TEXT SHOWN.
++++++++++

Area of the triangle and square | AMC 8, 2008 | Problem 23

Try this beautiful problem from AMC-8, 2008 based on the Ratio of the area of the triangle and square.

Area of the star and circle – AMC- 8, 2008 – Problem 23

In square ABCE, AF=2FE and CD=2DE .what is the ratio of the area of \(\triangle BFD\) to the area of square ABCE?

Area of the triangle and square
  • $\frac{7}{20}$
  • $\frac{5}{18}$
  • $\frac{11}{20}$

Key Concepts

Geometry

Triangle

Square

Check the Answer

Answer:$\frac{5}{18}$

AMC-8 (2008) Problem 23

Pre College Mathematics

Try with Hints

Area of the square =\((side)^2\)

Area of triangle =\(\frac{1}{2} \times base \times height\)

Can you now finish the problem ……….

Area of the triangle and square

The area of the \(\triangle BFD\)=(The area of the square ABCE- The area of \(\triangle ABF\) -The area of\( \triangle BCD\) -Area of the\( \triangle EFD) \)

can you finish the problem……..

++++++++++

ENTRIES.
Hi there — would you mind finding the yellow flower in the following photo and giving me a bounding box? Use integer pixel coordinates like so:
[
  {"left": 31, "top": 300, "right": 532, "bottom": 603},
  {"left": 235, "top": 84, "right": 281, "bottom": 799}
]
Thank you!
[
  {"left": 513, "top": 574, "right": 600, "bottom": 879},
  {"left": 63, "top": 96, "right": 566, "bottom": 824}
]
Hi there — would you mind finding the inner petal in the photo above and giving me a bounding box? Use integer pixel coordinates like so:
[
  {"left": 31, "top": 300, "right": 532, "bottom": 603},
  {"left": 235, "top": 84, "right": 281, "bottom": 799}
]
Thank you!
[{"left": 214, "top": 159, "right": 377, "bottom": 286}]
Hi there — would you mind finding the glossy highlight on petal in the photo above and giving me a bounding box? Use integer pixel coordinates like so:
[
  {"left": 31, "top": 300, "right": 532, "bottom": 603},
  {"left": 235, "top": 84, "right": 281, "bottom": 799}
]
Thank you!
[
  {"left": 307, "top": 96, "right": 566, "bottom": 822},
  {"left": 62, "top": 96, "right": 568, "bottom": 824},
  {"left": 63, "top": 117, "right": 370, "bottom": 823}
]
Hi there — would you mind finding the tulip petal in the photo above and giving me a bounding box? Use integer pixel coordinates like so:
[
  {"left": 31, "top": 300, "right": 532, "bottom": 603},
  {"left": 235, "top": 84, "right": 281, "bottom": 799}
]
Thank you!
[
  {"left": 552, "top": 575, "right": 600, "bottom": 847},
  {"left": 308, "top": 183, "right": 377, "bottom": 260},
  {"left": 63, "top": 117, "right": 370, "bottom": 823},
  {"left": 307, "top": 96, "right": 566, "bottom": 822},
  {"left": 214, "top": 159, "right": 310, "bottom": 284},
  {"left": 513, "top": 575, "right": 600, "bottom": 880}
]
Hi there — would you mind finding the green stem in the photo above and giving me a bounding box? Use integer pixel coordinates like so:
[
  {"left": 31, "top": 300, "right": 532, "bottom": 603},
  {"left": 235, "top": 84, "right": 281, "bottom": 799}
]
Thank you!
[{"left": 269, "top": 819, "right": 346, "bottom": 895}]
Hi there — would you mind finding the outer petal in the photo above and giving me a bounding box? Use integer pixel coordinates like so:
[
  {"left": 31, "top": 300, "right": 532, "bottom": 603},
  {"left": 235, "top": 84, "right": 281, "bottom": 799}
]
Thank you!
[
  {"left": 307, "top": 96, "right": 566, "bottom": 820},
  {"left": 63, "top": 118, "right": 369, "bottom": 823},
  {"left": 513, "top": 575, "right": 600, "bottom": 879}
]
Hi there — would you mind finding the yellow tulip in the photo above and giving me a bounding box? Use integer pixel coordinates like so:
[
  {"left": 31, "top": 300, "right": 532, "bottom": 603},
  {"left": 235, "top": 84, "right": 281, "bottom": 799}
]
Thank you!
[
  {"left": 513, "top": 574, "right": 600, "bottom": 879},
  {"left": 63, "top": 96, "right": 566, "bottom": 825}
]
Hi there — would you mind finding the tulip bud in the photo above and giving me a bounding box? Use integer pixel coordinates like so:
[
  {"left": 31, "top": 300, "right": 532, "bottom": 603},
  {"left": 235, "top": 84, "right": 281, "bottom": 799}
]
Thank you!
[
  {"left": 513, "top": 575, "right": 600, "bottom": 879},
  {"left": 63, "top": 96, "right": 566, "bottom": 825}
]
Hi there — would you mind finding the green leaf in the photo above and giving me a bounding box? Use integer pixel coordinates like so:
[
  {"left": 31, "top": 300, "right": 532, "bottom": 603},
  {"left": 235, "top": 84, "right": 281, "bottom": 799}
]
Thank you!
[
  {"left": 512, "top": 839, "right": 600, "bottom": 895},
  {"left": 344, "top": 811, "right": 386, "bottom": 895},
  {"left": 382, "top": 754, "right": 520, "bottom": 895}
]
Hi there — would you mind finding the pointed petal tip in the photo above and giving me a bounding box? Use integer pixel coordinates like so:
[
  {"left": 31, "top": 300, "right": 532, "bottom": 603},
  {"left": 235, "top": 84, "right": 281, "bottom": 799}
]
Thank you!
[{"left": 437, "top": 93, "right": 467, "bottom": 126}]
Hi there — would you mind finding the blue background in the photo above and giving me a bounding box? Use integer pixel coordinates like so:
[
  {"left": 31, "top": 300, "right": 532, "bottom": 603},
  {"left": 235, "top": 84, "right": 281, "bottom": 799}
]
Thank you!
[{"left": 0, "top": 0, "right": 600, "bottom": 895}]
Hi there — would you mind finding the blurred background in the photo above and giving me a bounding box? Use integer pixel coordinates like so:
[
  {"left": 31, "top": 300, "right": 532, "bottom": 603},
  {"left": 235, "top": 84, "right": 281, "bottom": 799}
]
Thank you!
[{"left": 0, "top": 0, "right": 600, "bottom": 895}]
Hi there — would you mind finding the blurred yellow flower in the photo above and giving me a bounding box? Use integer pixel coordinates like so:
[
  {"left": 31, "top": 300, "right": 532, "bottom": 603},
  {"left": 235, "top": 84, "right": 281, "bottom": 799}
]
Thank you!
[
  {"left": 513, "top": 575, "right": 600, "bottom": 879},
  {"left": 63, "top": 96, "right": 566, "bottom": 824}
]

++++++++++

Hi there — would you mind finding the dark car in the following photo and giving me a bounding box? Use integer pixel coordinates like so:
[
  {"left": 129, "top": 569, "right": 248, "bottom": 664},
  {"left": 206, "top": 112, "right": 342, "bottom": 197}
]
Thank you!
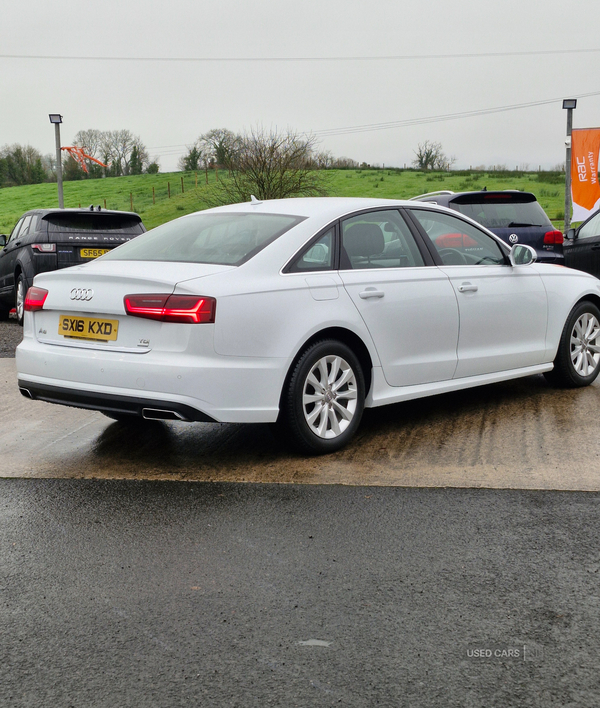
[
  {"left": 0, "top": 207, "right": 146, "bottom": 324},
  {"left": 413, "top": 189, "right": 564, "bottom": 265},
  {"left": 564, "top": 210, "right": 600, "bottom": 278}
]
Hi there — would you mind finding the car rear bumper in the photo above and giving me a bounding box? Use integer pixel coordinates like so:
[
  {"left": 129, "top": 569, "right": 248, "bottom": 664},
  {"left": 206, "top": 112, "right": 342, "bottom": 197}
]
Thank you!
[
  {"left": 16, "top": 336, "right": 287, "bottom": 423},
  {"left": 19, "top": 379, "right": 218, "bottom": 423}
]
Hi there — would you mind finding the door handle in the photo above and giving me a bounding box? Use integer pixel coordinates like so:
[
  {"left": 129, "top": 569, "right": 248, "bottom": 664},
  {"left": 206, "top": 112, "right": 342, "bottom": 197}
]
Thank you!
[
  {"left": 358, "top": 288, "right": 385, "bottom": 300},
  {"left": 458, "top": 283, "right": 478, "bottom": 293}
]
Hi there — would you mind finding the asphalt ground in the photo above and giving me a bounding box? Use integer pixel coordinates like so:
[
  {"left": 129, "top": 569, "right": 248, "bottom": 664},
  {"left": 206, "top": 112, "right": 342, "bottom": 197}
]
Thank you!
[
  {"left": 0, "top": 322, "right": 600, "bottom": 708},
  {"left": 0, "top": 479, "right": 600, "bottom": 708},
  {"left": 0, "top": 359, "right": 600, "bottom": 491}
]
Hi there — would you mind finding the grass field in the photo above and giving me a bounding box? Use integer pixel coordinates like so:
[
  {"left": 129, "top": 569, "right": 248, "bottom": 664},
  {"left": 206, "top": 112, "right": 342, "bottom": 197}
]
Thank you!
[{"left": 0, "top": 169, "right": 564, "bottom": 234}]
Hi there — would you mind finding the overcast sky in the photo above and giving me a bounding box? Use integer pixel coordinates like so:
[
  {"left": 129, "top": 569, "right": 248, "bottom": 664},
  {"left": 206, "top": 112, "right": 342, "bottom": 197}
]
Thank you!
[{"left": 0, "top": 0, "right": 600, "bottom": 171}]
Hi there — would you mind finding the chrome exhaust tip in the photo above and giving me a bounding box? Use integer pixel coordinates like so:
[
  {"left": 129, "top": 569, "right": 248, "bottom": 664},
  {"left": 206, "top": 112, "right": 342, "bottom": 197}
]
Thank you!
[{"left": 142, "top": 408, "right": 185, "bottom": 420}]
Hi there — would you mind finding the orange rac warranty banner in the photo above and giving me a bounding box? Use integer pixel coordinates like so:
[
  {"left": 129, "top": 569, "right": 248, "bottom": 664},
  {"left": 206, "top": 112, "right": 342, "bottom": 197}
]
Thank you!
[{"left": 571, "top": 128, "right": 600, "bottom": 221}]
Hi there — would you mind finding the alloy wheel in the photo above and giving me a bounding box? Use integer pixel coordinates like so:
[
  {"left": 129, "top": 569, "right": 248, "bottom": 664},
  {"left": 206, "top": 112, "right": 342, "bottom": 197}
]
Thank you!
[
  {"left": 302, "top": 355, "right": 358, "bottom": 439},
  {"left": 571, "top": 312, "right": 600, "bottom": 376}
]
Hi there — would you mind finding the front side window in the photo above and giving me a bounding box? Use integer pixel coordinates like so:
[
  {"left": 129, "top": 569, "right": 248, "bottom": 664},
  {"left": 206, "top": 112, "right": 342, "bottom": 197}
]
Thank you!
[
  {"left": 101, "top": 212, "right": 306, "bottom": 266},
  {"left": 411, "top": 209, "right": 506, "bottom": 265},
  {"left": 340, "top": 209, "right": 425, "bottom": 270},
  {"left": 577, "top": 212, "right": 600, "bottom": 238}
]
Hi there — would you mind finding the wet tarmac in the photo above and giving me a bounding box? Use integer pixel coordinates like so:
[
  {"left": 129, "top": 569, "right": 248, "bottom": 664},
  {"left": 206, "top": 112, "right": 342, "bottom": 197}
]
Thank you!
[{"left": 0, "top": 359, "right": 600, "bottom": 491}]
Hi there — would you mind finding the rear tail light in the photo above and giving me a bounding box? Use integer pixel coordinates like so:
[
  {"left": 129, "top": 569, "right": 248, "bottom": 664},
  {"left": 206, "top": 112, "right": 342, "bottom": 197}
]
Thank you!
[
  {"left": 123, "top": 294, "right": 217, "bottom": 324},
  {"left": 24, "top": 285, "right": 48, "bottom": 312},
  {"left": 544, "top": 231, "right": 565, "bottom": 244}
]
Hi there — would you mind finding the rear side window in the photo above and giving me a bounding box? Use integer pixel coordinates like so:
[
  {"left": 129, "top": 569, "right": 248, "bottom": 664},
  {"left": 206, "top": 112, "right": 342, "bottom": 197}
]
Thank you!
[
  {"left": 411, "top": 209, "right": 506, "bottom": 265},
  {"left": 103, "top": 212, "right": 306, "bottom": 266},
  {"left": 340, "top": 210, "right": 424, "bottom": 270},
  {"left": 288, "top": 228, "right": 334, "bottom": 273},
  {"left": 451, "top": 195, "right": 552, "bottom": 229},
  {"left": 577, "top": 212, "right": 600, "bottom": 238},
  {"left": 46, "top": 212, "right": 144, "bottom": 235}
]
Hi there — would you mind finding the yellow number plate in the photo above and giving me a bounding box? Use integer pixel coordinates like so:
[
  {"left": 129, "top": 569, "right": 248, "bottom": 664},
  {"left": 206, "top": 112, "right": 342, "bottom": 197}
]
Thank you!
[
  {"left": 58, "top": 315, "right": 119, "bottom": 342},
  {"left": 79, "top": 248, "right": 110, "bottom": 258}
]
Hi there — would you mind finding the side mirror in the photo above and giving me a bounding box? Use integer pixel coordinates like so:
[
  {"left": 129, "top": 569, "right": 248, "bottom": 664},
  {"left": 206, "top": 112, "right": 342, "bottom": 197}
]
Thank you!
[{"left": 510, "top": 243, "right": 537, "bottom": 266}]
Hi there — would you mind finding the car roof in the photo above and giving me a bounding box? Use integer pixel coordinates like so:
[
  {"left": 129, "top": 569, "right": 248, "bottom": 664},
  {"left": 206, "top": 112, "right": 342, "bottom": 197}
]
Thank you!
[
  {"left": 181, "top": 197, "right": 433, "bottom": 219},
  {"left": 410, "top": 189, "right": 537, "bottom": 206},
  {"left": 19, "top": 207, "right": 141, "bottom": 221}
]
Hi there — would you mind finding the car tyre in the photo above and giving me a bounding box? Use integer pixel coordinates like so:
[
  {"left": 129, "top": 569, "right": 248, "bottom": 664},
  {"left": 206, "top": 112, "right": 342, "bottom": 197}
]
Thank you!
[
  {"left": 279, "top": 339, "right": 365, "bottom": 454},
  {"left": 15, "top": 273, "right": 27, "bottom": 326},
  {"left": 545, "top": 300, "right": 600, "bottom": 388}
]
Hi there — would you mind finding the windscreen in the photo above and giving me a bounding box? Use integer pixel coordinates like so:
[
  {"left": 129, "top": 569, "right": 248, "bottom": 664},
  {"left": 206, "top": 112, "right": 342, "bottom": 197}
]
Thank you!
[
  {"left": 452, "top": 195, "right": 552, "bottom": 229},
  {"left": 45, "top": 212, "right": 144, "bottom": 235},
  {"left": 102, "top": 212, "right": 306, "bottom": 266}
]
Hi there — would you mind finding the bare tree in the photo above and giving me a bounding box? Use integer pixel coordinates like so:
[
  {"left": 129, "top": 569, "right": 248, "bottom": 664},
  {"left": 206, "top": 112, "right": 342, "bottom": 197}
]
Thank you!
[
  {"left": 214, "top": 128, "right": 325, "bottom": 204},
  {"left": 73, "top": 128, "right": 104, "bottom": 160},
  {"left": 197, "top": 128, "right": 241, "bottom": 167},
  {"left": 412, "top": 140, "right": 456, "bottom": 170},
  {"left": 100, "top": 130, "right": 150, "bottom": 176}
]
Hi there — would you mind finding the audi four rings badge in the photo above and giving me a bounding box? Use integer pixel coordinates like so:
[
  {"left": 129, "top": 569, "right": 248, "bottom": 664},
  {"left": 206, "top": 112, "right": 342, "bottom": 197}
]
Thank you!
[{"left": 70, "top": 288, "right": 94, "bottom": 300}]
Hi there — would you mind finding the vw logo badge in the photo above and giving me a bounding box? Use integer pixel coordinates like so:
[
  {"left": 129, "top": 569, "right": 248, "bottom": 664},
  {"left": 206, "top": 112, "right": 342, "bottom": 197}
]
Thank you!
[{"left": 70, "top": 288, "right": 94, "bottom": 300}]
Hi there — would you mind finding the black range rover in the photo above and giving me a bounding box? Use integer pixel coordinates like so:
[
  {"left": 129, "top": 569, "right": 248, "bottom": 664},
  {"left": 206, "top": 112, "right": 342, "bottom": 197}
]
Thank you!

++++++++++

TASK TO COMPLETE. Supply the next part of the text on the AMC 8 triangle and square problem, starting after its final sentence.

EXERCISE OUTPUT.
Square and triangle

Let us assume that the side length of the given square is 6 unit

Then clearly AB=BC=CE=EA=6 unit & AF=4 unit,EF=2 unit, CD=4 unit

Total area of the square is \(6^2\)=36 sq.unit

Area of the \(\triangle ABF=\frac{1}{2}\times AB \times AF= \frac{1}{2}\times 6 \times 4= 12\) sq.unit

Area of the \(\triangle BCD=\frac{1}{2}\times BC \times CD= \frac{1}{2}\times 6 \times 4= 12\) sq.unit

Area of the \(\triangle EFD=\frac{1}{2}\times EF \times ED= \frac{1}{2}\times 2 \times 2= 2\) sq.unit

The area of the \(\triangle BFD\)=(The area of the square ABCE- The area of \(\triangle ABF\) -The area of\( \triangle BCD\) -Area of the\( \triangle EFD)=(36-12-12-2)=10 \)sq.unit

the ratio of the area of \(\triangle BFD\) to the area of square ABCE=\(\frac{10}{36}=\frac{5}{18}\)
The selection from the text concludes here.